== Given data ==

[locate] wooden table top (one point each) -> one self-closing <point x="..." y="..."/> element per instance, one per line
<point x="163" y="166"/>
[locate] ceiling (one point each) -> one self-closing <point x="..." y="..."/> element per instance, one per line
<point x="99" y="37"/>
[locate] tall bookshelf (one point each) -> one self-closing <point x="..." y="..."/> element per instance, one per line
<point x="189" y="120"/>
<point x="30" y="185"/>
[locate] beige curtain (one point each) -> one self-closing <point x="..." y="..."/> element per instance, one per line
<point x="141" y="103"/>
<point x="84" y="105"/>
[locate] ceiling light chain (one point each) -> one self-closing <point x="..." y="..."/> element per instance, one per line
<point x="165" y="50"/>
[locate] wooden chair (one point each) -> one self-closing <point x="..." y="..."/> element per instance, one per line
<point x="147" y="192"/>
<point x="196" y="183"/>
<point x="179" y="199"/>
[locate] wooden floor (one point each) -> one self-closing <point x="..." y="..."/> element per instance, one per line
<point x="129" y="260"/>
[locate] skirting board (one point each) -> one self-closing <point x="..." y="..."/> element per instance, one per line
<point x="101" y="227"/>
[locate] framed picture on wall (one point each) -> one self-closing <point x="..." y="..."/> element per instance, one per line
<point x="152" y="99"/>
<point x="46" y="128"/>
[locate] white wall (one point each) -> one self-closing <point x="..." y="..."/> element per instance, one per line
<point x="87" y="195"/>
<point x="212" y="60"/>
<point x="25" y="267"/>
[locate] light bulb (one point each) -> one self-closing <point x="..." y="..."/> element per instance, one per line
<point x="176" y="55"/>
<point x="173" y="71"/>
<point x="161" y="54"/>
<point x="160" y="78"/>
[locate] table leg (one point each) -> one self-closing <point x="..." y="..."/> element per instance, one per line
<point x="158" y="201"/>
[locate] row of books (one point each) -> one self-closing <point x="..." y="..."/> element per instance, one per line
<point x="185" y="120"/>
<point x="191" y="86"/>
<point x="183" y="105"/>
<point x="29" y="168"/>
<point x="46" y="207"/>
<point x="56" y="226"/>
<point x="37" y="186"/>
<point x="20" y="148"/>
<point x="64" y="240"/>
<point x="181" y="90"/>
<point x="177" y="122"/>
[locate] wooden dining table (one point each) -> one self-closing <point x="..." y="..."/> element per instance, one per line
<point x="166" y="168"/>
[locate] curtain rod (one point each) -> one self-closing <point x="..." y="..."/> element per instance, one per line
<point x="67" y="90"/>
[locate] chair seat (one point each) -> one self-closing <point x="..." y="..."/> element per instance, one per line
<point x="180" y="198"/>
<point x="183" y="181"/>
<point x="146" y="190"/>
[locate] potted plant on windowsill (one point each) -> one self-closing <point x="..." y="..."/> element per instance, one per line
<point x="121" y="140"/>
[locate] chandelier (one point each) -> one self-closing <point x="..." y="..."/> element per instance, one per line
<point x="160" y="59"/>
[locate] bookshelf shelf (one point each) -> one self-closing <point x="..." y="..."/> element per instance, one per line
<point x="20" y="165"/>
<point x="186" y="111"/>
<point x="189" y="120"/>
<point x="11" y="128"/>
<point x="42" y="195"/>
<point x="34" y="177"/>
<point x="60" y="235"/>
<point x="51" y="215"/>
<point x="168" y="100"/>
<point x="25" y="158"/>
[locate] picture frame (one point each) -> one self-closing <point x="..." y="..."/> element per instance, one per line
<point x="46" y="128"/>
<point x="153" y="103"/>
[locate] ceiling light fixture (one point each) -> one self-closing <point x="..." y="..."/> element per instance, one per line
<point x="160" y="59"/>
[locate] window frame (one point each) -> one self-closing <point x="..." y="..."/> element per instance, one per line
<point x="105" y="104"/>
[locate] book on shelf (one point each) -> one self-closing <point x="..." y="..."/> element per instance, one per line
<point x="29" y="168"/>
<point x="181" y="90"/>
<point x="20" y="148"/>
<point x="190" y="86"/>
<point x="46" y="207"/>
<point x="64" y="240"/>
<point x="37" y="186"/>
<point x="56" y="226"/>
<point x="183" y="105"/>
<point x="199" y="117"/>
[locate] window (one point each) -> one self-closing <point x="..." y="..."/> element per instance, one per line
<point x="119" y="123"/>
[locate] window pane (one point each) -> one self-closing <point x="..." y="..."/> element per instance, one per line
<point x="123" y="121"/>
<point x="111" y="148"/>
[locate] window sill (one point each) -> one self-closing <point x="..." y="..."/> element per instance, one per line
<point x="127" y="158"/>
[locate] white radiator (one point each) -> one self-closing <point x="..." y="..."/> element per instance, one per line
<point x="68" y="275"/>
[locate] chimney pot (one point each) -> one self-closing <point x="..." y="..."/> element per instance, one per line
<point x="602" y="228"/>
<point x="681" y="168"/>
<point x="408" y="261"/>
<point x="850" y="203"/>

===

Try it
Please return every line from the one that contains "[locate] book on" through the end of the entries, exactly, leaving out all others.

Response area
[locate] book on shelf (one point each) -> one self-closing <point x="..." y="..."/> element per instance, one per line
<point x="29" y="168"/>
<point x="181" y="90"/>
<point x="20" y="148"/>
<point x="190" y="86"/>
<point x="46" y="207"/>
<point x="64" y="240"/>
<point x="37" y="186"/>
<point x="56" y="226"/>
<point x="183" y="105"/>
<point x="199" y="117"/>
[locate] window (one point each) -> one self-closing <point x="..." y="..."/> element per instance, one per line
<point x="119" y="123"/>
[locate] window pane (one point each) -> one self-closing <point x="..." y="..."/> element per instance, one per line
<point x="123" y="121"/>
<point x="111" y="148"/>
[locate] window sill (one point each) -> one self-closing <point x="..." y="..."/> element per instance, one per line
<point x="127" y="158"/>
[locate] white radiator (one point each) -> one self-closing <point x="..." y="..."/> element per instance, one per line
<point x="68" y="275"/>
[locate] chimney pot (one point each) -> one self-closing <point x="..." y="..."/> element per instance, one per line
<point x="602" y="228"/>
<point x="681" y="168"/>
<point x="408" y="261"/>
<point x="850" y="203"/>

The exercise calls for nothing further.